• **PROBLEM TO WORK ON**
Identify all lines in the data containing the string "jacket". Copy them out.

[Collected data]
BEGIN
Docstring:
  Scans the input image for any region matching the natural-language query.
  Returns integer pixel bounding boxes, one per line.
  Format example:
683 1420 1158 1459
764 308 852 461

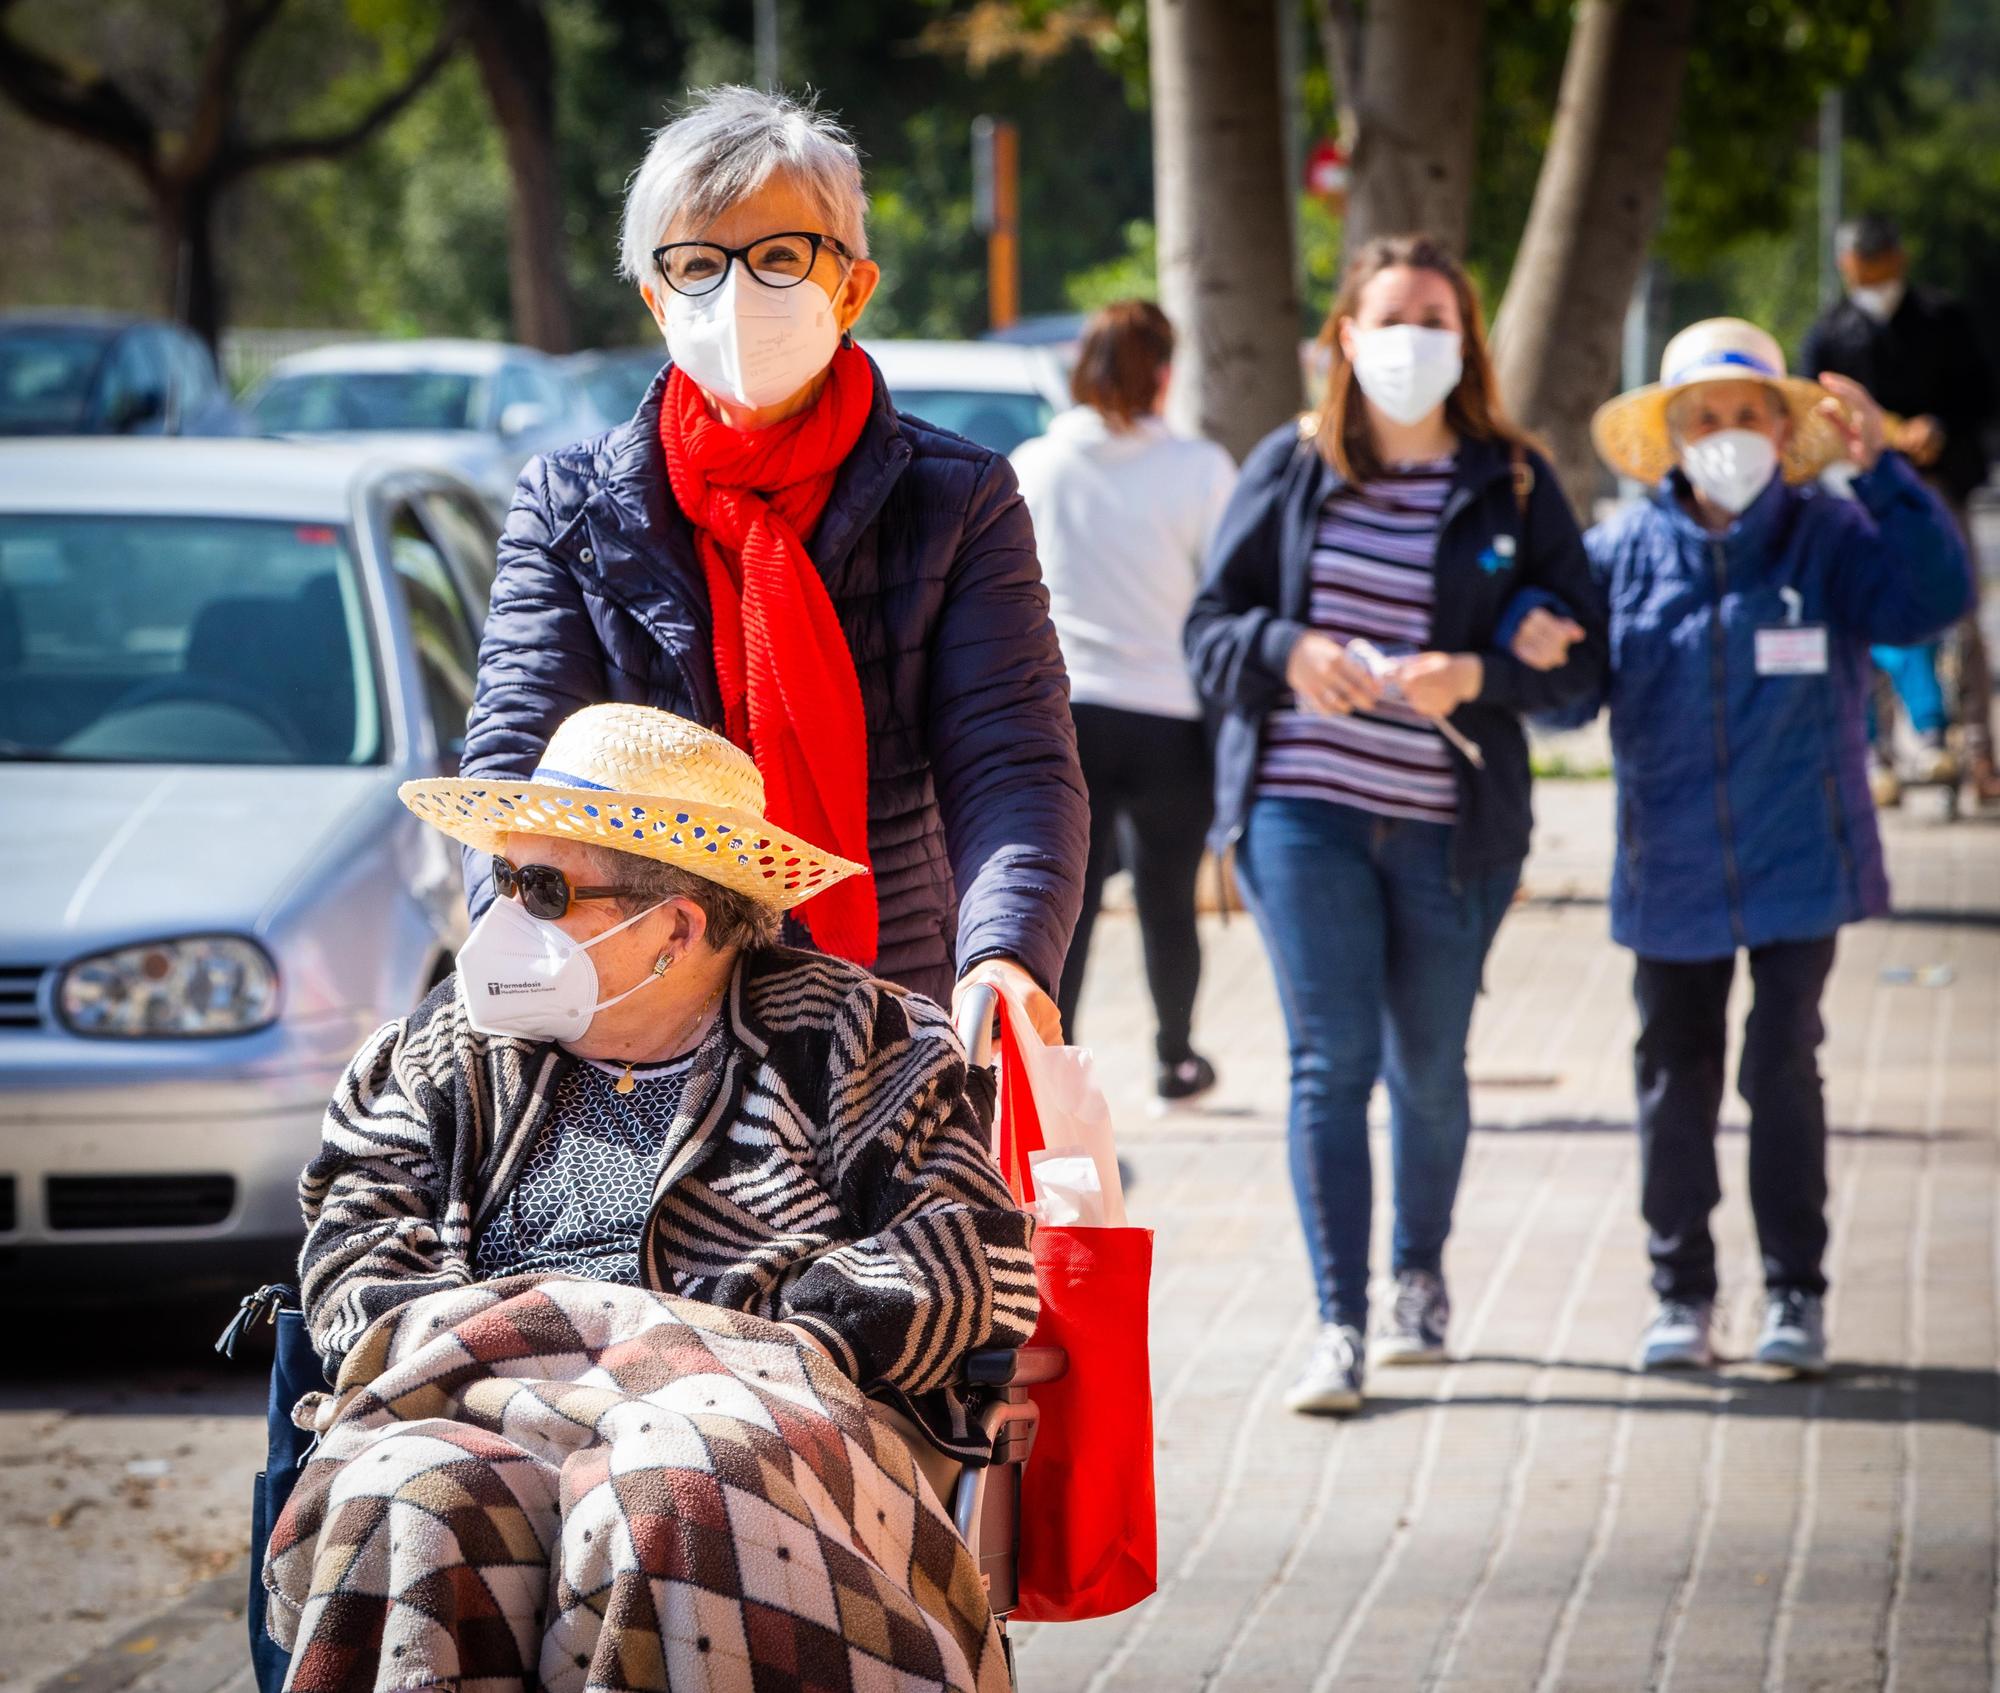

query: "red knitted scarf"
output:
658 342 877 963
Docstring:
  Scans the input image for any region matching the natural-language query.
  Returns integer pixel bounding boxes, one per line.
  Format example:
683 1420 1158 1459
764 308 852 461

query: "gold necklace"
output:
613 973 730 1095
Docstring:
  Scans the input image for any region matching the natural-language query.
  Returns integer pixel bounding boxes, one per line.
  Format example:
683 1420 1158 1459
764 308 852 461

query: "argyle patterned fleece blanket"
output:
263 1278 1010 1693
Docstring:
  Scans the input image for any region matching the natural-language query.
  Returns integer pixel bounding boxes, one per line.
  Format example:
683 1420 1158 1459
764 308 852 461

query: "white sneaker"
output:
1754 1290 1827 1376
1374 1269 1449 1365
1639 1299 1716 1370
1284 1322 1365 1415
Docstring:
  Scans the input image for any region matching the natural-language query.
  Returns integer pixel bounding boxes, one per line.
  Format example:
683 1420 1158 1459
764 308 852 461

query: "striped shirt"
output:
1255 456 1460 825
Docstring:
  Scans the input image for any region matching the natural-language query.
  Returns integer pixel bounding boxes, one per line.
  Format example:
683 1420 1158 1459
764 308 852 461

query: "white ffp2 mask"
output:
1848 281 1905 323
1347 325 1465 426
1679 428 1780 516
662 266 842 411
456 893 672 1043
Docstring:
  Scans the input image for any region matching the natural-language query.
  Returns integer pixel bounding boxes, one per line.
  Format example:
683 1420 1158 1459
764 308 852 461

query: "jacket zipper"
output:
1824 772 1856 893
1707 540 1748 946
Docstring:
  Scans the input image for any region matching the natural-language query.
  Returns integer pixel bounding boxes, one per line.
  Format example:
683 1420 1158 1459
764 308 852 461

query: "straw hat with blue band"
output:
398 702 868 911
1591 316 1847 487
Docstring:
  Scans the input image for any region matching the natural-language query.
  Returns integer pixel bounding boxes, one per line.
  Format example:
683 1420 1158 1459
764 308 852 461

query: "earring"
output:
841 328 855 349
653 951 675 977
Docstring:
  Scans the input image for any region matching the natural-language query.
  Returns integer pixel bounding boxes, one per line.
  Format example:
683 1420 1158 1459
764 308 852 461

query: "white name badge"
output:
1755 624 1829 676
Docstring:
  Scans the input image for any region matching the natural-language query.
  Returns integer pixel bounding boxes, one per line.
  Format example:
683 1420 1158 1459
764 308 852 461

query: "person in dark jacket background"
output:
1185 234 1606 1417
1800 212 1997 802
1577 316 1971 1379
461 86 1085 1035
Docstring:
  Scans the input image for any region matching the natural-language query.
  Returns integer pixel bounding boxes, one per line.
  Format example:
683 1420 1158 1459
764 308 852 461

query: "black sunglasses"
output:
650 230 853 298
493 857 643 922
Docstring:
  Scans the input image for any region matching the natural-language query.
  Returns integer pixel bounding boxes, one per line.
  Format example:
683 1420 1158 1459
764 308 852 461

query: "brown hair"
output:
1070 299 1175 428
1311 233 1536 481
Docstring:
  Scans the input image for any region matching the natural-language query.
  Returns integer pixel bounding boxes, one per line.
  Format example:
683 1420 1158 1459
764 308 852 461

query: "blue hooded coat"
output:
1562 453 1970 961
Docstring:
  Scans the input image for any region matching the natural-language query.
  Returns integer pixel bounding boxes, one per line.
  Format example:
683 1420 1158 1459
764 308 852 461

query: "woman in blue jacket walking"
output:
1186 235 1606 1414
1562 317 1971 1375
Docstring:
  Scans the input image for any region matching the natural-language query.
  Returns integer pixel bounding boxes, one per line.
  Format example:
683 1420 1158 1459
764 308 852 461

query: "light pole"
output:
1818 87 1844 308
754 0 779 91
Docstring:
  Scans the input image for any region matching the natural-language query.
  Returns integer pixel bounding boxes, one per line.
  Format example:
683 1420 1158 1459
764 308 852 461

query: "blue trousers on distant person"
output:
1871 640 1948 735
1235 796 1520 1330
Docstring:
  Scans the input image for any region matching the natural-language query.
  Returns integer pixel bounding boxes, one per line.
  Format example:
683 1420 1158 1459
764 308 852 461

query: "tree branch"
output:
227 9 465 175
183 0 291 178
0 15 159 183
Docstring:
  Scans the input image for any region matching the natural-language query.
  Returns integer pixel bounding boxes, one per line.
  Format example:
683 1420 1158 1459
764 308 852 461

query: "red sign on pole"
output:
1305 139 1349 207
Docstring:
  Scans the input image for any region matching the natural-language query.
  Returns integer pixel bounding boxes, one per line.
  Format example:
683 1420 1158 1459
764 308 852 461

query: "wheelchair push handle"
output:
955 979 1000 1070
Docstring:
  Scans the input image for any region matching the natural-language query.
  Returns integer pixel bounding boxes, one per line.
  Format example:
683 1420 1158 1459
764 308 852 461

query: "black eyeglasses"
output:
651 231 853 298
493 857 642 922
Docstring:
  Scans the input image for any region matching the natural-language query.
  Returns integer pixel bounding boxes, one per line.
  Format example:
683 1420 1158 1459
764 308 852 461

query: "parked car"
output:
562 338 1071 457
0 310 243 438
0 438 499 1301
246 338 588 521
565 345 664 433
868 339 1069 454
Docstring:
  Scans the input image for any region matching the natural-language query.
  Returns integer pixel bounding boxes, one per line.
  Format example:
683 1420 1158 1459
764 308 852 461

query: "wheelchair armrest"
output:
959 1344 1068 1388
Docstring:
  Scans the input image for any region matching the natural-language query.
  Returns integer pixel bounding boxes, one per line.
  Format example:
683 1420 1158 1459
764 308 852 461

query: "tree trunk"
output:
1491 0 1696 516
161 176 225 352
1339 0 1485 260
1148 0 1301 460
465 0 573 353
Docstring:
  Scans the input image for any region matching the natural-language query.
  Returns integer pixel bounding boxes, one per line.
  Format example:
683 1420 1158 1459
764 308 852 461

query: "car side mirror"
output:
111 388 166 433
498 401 551 439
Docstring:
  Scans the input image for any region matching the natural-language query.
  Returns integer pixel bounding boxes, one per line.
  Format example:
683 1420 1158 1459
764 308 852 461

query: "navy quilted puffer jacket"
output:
460 357 1088 1005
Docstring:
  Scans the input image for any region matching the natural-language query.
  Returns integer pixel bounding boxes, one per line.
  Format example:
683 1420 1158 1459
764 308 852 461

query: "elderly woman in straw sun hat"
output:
461 83 1084 1045
265 701 1035 1692
1535 316 1970 1383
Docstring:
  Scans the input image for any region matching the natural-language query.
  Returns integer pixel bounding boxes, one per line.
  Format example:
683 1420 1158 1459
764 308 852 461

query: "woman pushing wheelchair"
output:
264 702 1036 1693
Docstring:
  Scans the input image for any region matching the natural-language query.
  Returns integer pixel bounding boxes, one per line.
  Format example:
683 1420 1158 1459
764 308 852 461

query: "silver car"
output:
0 439 497 1300
246 338 589 521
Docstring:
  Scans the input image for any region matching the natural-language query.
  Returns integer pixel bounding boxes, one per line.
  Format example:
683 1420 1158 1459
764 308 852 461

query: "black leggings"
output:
1058 703 1213 1062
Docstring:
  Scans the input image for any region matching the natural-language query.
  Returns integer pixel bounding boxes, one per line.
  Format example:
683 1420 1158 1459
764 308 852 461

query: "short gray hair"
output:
618 85 870 288
585 845 782 953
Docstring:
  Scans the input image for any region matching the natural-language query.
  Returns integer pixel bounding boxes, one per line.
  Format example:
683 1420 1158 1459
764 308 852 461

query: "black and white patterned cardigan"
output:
298 946 1039 1459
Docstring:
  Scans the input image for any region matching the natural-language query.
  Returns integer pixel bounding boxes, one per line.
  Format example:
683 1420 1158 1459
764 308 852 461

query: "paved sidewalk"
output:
1017 782 2000 1692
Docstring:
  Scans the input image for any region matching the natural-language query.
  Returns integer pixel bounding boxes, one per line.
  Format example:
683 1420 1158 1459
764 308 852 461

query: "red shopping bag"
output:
996 1011 1157 1622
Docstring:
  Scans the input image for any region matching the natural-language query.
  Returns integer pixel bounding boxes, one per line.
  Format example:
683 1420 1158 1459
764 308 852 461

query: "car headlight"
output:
58 936 280 1038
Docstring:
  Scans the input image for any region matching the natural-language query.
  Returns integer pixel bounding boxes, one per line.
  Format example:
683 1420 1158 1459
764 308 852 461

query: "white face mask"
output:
1679 428 1780 516
456 892 672 1043
1347 324 1465 426
661 265 843 411
1849 280 1905 323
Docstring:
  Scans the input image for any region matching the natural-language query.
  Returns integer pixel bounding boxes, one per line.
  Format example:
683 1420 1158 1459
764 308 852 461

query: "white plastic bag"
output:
991 977 1128 1227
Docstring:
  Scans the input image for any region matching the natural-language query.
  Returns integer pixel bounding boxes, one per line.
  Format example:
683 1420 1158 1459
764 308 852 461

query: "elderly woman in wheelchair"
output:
261 703 1039 1693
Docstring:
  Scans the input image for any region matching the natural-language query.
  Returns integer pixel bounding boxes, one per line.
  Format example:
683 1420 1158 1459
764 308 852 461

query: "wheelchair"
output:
218 980 1062 1691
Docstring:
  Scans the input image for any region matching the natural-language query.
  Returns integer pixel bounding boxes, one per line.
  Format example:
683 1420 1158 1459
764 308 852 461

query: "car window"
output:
885 387 1053 455
97 332 169 433
167 331 220 413
0 329 107 433
573 354 660 426
495 362 567 431
251 371 481 432
0 514 381 765
414 489 497 616
387 502 479 752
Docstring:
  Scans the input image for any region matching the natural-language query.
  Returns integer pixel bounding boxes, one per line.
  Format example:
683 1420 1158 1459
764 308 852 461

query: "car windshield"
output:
887 387 1053 455
0 514 381 765
251 370 483 433
574 356 660 426
0 329 107 434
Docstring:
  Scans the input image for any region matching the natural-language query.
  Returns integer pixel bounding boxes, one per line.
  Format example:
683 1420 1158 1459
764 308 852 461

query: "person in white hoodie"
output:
1012 300 1237 1103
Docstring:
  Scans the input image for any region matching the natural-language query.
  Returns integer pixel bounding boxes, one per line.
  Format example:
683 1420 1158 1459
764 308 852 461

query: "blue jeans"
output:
1871 642 1948 735
1236 797 1521 1328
END
• **EXPECTED ANSWER**
query: "jacket zipper"
query: "person in dark jacket background"
query: "woman in blue jacket walking"
query: "navy quilted puffer jacket"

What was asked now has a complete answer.